[Records]
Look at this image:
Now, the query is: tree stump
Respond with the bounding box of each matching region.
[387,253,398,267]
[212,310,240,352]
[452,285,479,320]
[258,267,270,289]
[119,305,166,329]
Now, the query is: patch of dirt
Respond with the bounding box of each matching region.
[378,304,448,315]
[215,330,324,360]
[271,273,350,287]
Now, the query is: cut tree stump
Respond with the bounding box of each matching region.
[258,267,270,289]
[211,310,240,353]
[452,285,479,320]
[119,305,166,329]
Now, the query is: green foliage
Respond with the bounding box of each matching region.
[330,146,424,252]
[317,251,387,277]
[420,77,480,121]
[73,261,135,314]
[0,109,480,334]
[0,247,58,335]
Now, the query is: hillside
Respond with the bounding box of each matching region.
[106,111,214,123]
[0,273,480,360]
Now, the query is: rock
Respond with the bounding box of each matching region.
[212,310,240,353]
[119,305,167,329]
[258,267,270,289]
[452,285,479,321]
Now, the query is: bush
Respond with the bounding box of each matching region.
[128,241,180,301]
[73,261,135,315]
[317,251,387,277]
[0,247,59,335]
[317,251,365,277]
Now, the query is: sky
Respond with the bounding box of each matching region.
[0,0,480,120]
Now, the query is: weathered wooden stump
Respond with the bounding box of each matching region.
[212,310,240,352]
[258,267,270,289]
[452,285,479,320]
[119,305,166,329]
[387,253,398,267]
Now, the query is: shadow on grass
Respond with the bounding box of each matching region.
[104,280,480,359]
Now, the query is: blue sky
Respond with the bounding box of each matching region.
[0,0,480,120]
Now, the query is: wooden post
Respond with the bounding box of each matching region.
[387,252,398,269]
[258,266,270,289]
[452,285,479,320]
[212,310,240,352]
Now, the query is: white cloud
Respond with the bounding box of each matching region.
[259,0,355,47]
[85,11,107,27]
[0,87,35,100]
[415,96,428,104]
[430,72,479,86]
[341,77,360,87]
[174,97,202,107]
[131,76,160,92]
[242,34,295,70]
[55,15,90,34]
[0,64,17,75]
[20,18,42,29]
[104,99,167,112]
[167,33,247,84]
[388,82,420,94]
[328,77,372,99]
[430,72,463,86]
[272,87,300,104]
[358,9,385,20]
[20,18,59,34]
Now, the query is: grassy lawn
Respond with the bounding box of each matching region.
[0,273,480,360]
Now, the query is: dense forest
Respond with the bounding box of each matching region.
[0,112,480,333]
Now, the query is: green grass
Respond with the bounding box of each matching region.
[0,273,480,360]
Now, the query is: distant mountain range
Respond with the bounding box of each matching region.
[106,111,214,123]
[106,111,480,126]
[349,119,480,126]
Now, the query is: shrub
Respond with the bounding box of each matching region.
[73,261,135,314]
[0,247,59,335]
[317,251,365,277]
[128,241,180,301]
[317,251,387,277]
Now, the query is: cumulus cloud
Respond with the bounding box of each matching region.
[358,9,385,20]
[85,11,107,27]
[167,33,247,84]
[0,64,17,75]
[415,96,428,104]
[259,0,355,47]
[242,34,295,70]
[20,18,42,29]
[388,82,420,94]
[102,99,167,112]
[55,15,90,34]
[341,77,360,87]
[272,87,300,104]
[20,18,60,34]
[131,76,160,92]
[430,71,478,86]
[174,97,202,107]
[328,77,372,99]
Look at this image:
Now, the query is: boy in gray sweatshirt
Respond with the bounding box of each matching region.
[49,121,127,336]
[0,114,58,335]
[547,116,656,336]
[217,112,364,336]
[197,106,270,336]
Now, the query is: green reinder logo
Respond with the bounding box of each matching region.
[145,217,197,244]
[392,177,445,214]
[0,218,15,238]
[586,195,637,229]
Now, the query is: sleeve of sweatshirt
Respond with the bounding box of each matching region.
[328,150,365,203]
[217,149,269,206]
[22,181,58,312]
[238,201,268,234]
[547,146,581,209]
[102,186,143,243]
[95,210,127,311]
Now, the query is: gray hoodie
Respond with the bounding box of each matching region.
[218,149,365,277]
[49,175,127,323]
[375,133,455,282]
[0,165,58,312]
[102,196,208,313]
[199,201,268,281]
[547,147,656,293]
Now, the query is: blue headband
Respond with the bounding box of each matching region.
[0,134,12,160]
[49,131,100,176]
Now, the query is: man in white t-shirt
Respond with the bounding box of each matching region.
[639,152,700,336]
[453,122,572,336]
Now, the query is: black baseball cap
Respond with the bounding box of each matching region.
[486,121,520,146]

What is expected:
Reproduce the entire listing above verbatim, line by line, without changing anything.

Answer to this task:
Look at this image:
Now, the query is: tree stump
Respond with the bounding box of each matching region.
[387,253,398,267]
[212,310,240,352]
[452,285,479,320]
[258,267,270,289]
[119,305,166,329]
Now, the query is: patch of dirt
Respond with the bounding box of each matching region.
[378,304,448,315]
[215,330,324,360]
[271,273,350,287]
Now, the query is: cut tree stump
Respond with the bounding box of each matching region.
[258,267,270,289]
[211,310,240,353]
[452,285,479,320]
[119,305,166,329]
Now, the query is: green foliage
Respond with the bounding box of each matching region.
[330,146,424,252]
[317,251,387,277]
[420,77,480,121]
[73,261,135,314]
[0,109,480,334]
[0,247,58,335]
Now, the query is: hillside
Respond with the bounding box of each matching region.
[106,111,214,123]
[0,273,480,360]
Now, the query is: rock
Respond with the bounding box of each matching region.
[212,310,240,353]
[119,305,167,329]
[258,267,270,289]
[452,285,479,321]
Now, the query is: bush
Respond with the bounding box of each matching region.
[128,241,180,301]
[73,261,135,315]
[317,251,387,277]
[0,247,59,335]
[317,251,365,277]
Now, the query is: sky
Respond with the bounding box of each matching region.
[0,0,480,120]
Now, the query is: weathered wooden stump
Respond with the bounding box of each matching region.
[212,310,240,352]
[258,267,270,289]
[452,285,479,320]
[119,305,166,329]
[387,253,398,267]
Now, the query is: shadow on grass
Respond with the bounding box of each matching region.
[104,280,480,359]
Now, the query is: blue sky
Respond with the bounding box of each matching region.
[0,0,480,120]
Now, the query is: wooden post
Respond with the bounding box of each matching region.
[387,252,398,269]
[258,266,270,289]
[452,285,479,320]
[212,310,240,352]
Now, the query is: white cloud
Respond with the bounding box of each matching region.
[259,0,355,47]
[85,11,107,27]
[0,87,35,100]
[415,96,428,104]
[430,72,479,86]
[341,77,360,87]
[174,97,202,107]
[131,76,160,92]
[242,34,295,70]
[55,15,90,34]
[0,64,17,75]
[20,18,42,29]
[104,99,167,112]
[167,33,247,84]
[388,82,420,94]
[328,77,372,99]
[430,72,463,86]
[272,87,300,104]
[358,9,385,20]
[20,18,59,34]
Now, the query is: grassy lawn
Respond with the bounding box of each matching region.
[0,273,480,360]
Now, the query is: dense forest
Respond with the bounding box of each matching region.
[0,112,480,333]
Now, the query is: green grass
Respond with the bounding box of each matching region.
[0,273,480,360]
Now, the query is: distant mountain range
Respond with the bounding box of each matching region.
[106,111,214,123]
[106,111,480,126]
[349,119,480,126]
Now, the query is: shrub
Respond with the bounding box of each matching region.
[73,261,135,314]
[0,247,59,335]
[317,251,365,277]
[128,241,180,301]
[317,251,387,277]
Now, the query is: cumulus cloud
Respond with the bounding box of each matching region.
[358,9,385,20]
[85,11,107,27]
[167,33,247,84]
[0,64,17,75]
[415,96,428,104]
[259,0,355,47]
[242,34,295,70]
[20,18,42,29]
[388,82,420,94]
[102,99,167,112]
[55,15,90,34]
[341,77,360,87]
[272,87,300,104]
[20,18,60,34]
[131,76,160,92]
[430,71,478,86]
[174,97,202,107]
[328,77,372,99]
Look at this image:
Now, the query is: boy in gray sweatshirt
Respond with the bounding box of each matching region.
[49,121,127,336]
[0,114,58,335]
[547,116,656,336]
[217,112,364,336]
[197,106,270,336]
Now, the query is: green reinder logo
Respond with the bounding box of each matching region.
[145,217,197,244]
[392,177,445,214]
[0,218,15,238]
[586,195,637,229]
Now, the query is: sleeve of sweatshirt
Respond with the bounding box of each matching region.
[328,150,365,203]
[217,149,269,206]
[22,181,58,312]
[238,201,268,234]
[547,146,581,209]
[102,186,143,243]
[95,210,127,311]
Now, the query is: gray hoodie
Respond with the bounding box of each matching region.
[218,149,365,277]
[49,175,127,323]
[375,133,455,282]
[0,165,58,312]
[102,196,208,313]
[199,201,268,281]
[547,147,656,293]
Now, the query is: blue headband
Respond with the bounding box of each matching region.
[0,134,12,160]
[49,131,100,176]
Now, the query is: man in white t-shirt
Respond with the bounding box of each matching region.
[639,152,700,336]
[453,122,572,336]
Now, the query is: black baseball cap
Respond with the bounding box of each matching region.
[486,121,520,146]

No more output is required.